Extrait du document =>
§ §

Avec la fin de la guerre contre l’EI, les économies du Moyen-Orient redémarrent
La situation s’améliore au Moyen-Orient.
Malgré la longue guerre contre le groupe État islamique (EI), les perspectives semblent meilleures pour la plupart des pays de la région.
Selon les analystes, trois grands facteurs sont à l’origine de cette évolution : la hausse des prix du pétrole à des niveaux soutenables, la victoire contre l’EI et l’amélioration de la disponibilité du crédit. Certains facteurs sont spécifiques à chaque pays.
Le pétrole, bouffée d’oxygène pour la région
« Le plus important ? Si tout s’arrange, c’est grâce au pétrole », explique Win Thin, responsable mondial de la stratégie monétaire des marchés émergents chez Brown Brothers Harriman, à New York. L’Organisation des pays exportateurs de pétrole (OPEP) a maintenu les réductions de production, et un prix du baril à plus ou moins 60 dollars convient à tout le monde », importateurs autant qu’exportateurs.
L’OPEP a récemment décidé de contribuer à soutenir les prix et accepté par conséquent de réduire sa production de pétrole brut.
« Le plus important ? Si tout s’arrange, c’est grâce au pétrole »

§ §

Extraits de données =>
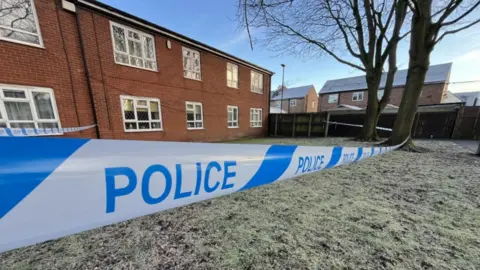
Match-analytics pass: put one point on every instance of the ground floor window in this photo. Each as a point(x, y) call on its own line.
point(255, 117)
point(194, 115)
point(27, 107)
point(232, 112)
point(141, 114)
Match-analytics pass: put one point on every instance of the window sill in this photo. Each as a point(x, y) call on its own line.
point(127, 65)
point(39, 46)
point(142, 130)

§ §

Objectif =>
D'après les analystes cités dans l'extrait du document, quels sont les trois grands facteurs à l'origine de l'amélioration de la situation au Moyen-Orient ?

Résultat final =>
La hausse des prix du pétrole à des niveaux soutenables, la victoire contre l'EI et l'amélioration de la disponibilité du crédit.